▶ [Input material]
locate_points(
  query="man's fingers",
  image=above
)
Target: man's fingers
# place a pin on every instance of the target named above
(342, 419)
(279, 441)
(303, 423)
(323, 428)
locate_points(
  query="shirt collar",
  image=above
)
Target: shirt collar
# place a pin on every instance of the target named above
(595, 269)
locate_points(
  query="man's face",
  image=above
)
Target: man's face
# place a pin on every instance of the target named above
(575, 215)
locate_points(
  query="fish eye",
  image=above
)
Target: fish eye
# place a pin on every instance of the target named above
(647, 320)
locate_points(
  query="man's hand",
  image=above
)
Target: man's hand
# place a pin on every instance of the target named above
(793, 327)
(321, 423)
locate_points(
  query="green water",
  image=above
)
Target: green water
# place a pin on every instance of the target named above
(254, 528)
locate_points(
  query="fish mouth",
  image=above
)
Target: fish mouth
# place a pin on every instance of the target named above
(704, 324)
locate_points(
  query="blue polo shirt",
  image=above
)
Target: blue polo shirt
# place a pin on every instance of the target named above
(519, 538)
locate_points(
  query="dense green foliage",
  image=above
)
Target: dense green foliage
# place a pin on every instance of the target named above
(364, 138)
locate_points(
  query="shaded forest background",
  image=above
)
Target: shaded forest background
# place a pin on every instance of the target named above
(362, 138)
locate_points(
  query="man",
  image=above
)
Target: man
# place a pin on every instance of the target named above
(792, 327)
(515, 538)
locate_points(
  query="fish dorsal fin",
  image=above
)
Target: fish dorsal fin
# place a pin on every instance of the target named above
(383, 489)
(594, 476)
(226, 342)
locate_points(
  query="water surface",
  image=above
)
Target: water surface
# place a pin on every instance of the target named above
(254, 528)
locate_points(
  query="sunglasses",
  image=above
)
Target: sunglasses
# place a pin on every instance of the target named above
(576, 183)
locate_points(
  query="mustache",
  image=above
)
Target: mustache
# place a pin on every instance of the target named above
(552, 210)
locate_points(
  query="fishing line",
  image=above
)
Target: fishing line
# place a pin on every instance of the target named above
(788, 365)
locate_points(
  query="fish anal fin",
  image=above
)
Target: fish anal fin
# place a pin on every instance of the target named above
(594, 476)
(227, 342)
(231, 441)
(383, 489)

▶ [What the task requires]
Reproduce all the data word for word.

▶ [Answer for the task]
locate_points(
  query="man's fingers",
  image=above
)
Target: man's fingers
# place a pin on every instance of the target named above
(342, 419)
(279, 441)
(303, 423)
(323, 428)
locate_points(
  query="shirt collar",
  image=above
)
Target: shirt collar
# place a pin on every instance of the target named above
(595, 269)
locate_points(
  query="man's face",
  image=above
)
Target: man's face
# place a pin on every instance of the target named above
(575, 215)
locate_points(
  query="fish eye",
  image=above
)
Target: fish eye
# place a pin on every instance of the target named above
(647, 320)
locate_points(
  query="man's hand",
  image=above
)
Target: man's hand
# place a pin on every instance of the target named above
(793, 327)
(321, 423)
locate_points(
  query="green water",
  image=above
)
Target: green water
# place a pin on every instance of the target named above
(254, 528)
locate_points(
  query="fish mouth",
  image=above
)
Target: fish mouth
# place a pin on every instance of the target named above
(704, 324)
locate_points(
  query="blue polo shirt",
  image=above
)
Target: blue polo shirt
# place a pin on every instance of the target named above
(519, 538)
locate_points(
  query="dense green foliage",
  image=above
)
Target: dense green foliage
# place a pin on every instance of the target named above
(364, 138)
locate_points(
  query="shaded forest background",
  image=above
)
Target: shaded forest background
# place a pin on every instance of the target named above
(362, 138)
locate_points(
  query="man",
  image=above
)
Target: man
# place a pin on every instance of the target named above
(792, 327)
(515, 538)
locate_points(
  query="fish dorsal fin",
  image=above
)
Target: fish dorsal fin
# place a pin on every instance of the target named above
(383, 489)
(594, 476)
(226, 342)
locate_points(
  query="water surface",
  image=above
)
Target: water surface
# place a pin on every instance of the target named above
(254, 528)
locate_points(
  query="sunglasses",
  image=above
)
Target: sunglasses
# place a pin on every instance of the target named above
(576, 183)
locate_points(
  query="mustache",
  image=above
)
Target: mustache
# place a pin on every instance of the target named above
(552, 210)
locate_points(
  query="fishing line",
  image=above
)
Target: fishing line
# place a pin on every instance of the target named above
(788, 365)
locate_points(
  query="fish anal fin",
  image=above
)
Target: fish anal fin
# place a pin on every instance of the target named above
(594, 476)
(227, 342)
(231, 441)
(383, 489)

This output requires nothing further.